Shan Culture - Social Life
A Written Thread : How Exiles Keep the Shan Language Alive
Wall Street Journal - OCTOBER 10, 2008
By SIMON MONTLAKE
Ban Piang Luang, Thailand
As the afternoon sun drains from the sky, a teacher slowly circles her outdoor classroom. Eighteen youthful heads -- boys' crisply shaven, girls' neatly bobbed -- bend over rough-hewed wooden desks, copying a curly script from a dog-eared textbook into their exercise books. The teacher nods approvingly and crosses to the blackboard to write more script for the students to copy when they've finished the book exercise.

A Shan student at the Ban Piang Luang school on a Friday, when the children wear traditional costumes.
At dusk, the hour-long class wraps up, and most of the students drift away, back to their modest homes in this hardscrabble town on the Myanmar border. Song Muang, a solemn 15-year-old in a fading black T-shirt, has nowhere to go: He lives in the Sweet Home Orphanage, which hosts the after-school language lesson. His parents are alive, but they work on a flower farm near Chiang Mai, a four-hour drive away. So he stays at the orphanage and attends a Thai public school.

== Supplied records ==
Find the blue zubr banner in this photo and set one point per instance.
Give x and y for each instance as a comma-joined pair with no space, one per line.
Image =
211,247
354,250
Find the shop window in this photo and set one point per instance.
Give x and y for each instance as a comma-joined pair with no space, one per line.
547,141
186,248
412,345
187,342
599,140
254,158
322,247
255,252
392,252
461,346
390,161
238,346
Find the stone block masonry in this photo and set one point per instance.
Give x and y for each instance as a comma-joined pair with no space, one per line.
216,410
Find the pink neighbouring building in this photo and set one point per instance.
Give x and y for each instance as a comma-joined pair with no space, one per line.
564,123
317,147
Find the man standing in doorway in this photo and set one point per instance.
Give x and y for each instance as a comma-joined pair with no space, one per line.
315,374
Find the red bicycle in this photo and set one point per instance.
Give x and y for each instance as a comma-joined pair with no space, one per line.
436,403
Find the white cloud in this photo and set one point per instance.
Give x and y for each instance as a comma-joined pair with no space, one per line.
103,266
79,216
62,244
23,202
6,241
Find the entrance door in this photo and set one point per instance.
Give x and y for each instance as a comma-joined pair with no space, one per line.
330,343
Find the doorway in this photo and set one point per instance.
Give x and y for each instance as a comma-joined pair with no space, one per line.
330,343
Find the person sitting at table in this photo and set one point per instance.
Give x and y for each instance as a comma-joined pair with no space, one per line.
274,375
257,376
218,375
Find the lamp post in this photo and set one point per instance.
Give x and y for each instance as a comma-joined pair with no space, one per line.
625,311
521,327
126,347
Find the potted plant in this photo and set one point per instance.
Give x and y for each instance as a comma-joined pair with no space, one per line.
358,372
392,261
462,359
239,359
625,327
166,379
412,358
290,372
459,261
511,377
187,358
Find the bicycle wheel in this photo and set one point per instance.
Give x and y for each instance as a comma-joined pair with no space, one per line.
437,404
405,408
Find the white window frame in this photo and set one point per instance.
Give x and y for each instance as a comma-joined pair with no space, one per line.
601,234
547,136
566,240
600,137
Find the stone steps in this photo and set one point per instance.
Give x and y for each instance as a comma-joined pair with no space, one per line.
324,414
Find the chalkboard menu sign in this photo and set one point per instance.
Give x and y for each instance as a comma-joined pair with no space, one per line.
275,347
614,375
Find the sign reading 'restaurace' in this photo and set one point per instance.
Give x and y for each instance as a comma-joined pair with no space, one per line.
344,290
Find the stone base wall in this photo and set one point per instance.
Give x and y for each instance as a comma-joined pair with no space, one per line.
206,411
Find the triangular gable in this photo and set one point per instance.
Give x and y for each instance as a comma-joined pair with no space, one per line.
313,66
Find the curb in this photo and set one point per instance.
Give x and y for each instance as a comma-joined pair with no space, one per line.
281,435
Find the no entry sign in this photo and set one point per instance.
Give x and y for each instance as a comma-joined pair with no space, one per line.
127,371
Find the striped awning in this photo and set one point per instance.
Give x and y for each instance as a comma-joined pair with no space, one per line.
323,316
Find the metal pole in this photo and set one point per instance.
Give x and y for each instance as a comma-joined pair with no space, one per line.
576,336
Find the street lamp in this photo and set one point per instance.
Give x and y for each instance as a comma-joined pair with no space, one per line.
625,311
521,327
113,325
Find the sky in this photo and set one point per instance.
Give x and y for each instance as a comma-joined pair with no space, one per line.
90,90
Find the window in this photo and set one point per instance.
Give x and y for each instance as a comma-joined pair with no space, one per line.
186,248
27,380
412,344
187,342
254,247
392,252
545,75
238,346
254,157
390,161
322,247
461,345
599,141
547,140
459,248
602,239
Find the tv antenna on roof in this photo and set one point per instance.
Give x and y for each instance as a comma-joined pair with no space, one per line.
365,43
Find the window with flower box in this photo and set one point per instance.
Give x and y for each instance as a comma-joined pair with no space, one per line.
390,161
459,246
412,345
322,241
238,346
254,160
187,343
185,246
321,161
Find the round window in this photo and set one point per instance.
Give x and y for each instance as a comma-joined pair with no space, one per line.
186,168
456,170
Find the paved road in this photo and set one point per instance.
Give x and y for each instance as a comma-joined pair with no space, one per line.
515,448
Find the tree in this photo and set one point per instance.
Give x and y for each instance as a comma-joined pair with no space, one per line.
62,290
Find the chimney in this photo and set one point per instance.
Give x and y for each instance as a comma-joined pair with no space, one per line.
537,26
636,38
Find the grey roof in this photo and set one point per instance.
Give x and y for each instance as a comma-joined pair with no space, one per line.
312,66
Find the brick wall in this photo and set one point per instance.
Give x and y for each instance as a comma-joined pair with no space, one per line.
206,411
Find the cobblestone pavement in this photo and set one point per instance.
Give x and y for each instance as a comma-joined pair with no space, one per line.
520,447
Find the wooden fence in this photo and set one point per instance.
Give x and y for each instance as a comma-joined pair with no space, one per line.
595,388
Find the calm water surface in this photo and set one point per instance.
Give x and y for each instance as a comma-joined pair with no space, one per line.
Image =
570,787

== Complete the following ==
a – Please transcribe the article on the Shan language, everything from "Shan Culture - Social" down to "the book exercise.".
b – Using the article on the Shan language, mark each statement yes or no and quote the words that decide it: (i) The class lasts an hour. (ii) Song Muang's parents are no longer living. (iii) The students copy script from a new textbook.

== Set of answers ==
a –
Shan Culture - Social Life
A Written Thread : How Exiles Keep the Shan Language Alive
Wall Street Journal - OCTOBER 10, 2008
By SIMON MONTLAKE
Ban Piang Luang, Thailand
As the afternoon sun drains from the sky, a teacher slowly circles her outdoor classroom. Eighteen youthful heads -- boys' crisply shaven, girls' neatly bobbed -- bend over rough-hewed wooden desks, copying a curly script from a dog-eared textbook into their exercise books. The teacher nods approvingly and crosses to the blackboard to write more script for the students to copy when they've finished the book exercise.

b –
(i) Yes: "the hour-long class wraps up"
(ii) No: "His parents are alive"
(iii) No: "copying a curly script from a dog-eared textbook"